ProductIndexValueSetBuilder

using Examine;
using Umbraco.Cms.Core.Models;
using Umbraco.Cms.Infrastructure.Examine

namespace Umbraco.Docs.Samples.Web.CustomIndexing;

public class ProductIndexValueSetBuilder : IValueSetBuilder<IContent>
{
    public IEnumerable<ValueSet> GetValueSets(params IContent[] contents)
    {
        foreach (IContent content in contents.Where(CanAddToIndex))
        {
            var indexValues = new Dictionary<string, object>
            {
                // this is a special field used to display the content name in the Examine dashboard
                [UmbracoExamineFieldNames.NodeNameFieldName] = content.Name!,
                ["name"] = content.Name!,
                // add the fields you want in the index
                ["nodeName"] = content.Name!,
                ["id"] = content.Id,
            };

            yield return new ValueSet(content.Id.ToString(), IndexTypes.Content, content.ContentType.Alias, indexValues);
        }
    }

    // filter out all content types except "product"
    private bool CanAddToIndex(IContent content) => content.ContentType.Alias == "product";
}

ProductIndexPopulator

using Examine;
using Umbraco.Cms.Core.Models;
using Umbraco.Cms.Core.Services;
using Umbraco.Cms.Infrastructure.Examine;

namespace Umbraco.Docs.Samples.Web.CustomIndexing;

public class ProductIndexPopulator : IndexPopulator
{
    private readonly IContentService _contentService;
    private readonly ProductIndexValueSetBuilder _productIndexValueSetBuilder;

    public ProductIndexPopulator(IContentService contentService, ProductIndexValueSetBuilder productIndexValueSetBuilder)

Set task 1:
In the Umbraco indexing code, which string literals serve as keys in the indexValues dictionary?
Set task 2:
Please extend the Umbraco indexing code past its last line, the signature of the ProductIndexPopulator constructor.
The records play no part here.

Record set:
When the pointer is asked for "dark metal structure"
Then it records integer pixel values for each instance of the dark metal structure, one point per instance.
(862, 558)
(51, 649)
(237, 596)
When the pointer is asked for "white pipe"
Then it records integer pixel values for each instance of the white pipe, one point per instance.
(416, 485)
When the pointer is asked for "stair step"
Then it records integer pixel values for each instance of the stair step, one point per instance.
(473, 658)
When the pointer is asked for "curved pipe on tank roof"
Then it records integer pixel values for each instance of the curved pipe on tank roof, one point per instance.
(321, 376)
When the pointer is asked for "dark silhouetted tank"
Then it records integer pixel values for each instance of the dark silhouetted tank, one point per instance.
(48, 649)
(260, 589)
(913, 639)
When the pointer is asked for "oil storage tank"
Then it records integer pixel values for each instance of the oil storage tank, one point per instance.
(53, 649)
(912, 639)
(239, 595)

--

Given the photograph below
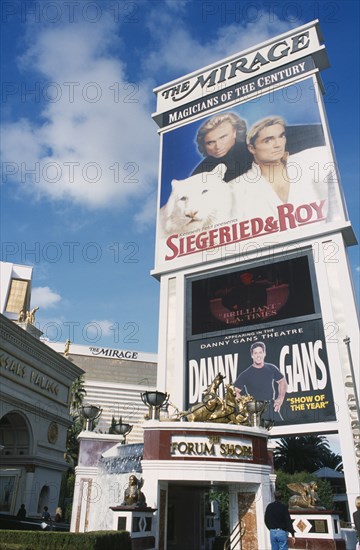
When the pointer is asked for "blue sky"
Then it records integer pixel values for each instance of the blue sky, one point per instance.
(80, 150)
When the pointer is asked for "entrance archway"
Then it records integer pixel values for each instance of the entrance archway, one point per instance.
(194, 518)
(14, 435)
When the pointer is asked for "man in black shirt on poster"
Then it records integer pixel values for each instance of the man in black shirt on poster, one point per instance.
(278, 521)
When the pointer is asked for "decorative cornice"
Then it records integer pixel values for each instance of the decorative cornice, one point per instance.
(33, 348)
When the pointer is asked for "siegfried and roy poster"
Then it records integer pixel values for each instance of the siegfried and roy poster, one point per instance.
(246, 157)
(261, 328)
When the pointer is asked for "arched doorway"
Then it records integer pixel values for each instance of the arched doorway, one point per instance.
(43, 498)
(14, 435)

---

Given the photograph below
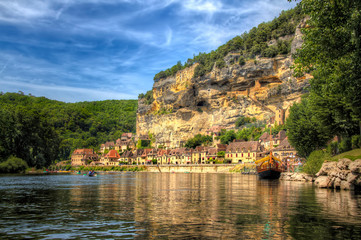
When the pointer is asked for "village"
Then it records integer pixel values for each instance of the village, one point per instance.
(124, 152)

Task answer 1:
"name", "nodeName", "id"

Task answer 2:
    {
        _contentService = contentService;
        _productIndexValueSetBuilder = productIndexValueSetBuilder;
        RegisterIndex("ProductIndex");
    }

    protected override void PopulateIndexes(IReadOnlyList<IIndex> indexes)
    {
        foreach (IIndex index in indexes)
        {
            IContent[] roots = _contentService.GetRootContent().ToArray();
            index.IndexItems(_productIndexValueSetBuilder.GetValueSets(roots));

            foreach (IContent root in roots)
            {
                const int pageSize = 10000;
                var pageIndex = 0;
                IContent[] descendants;
                do
                {
                    descendants = _contentService.GetPagedDescendants(root.Id, pageIndex, pageSize, out _).ToArray();
                    IEnumerable<ValueSet> valueSets = _productIndexValueSetBuilder.GetValueSets(descendants);
                    index.IndexItems(valueSets);

                    pageIndex++;
                }
                while (descendants.Length == pageSize);
            }
        }
    }
}

This is only an example of how you could do indexing. In this example, we're indexing all content, both published and unpublished.

In certain scenarios only published content should be added to the index. To achieve that, you will need to implement your own logic to filter out unpublished content. This can be somewhat tricky as the published state can vary throughout an entire structure of content nodes in the content tree. For inspiration on how to go about such filtering, you can look at the ContentIndexPopulator in Umbraco.

ProductIndexingNotificationHandler

The index will only update its content when you manually trigger an index rebuild in the Examine dashboard. This is not always the desired behavior for a custom index.

To update your index when content changes, you can use notification handlers.

The following handler class does not automatically update the descendant items of the modified content nodes, such as removing descendants of deleted content. If changes to the parent content item can affect its children or descendant items in your setup, please refer to the UmbracoContentIndex.PerformDeleteFromIndex() in Umbraco. Such logic should be applied when both removing and reindexing content items of type product.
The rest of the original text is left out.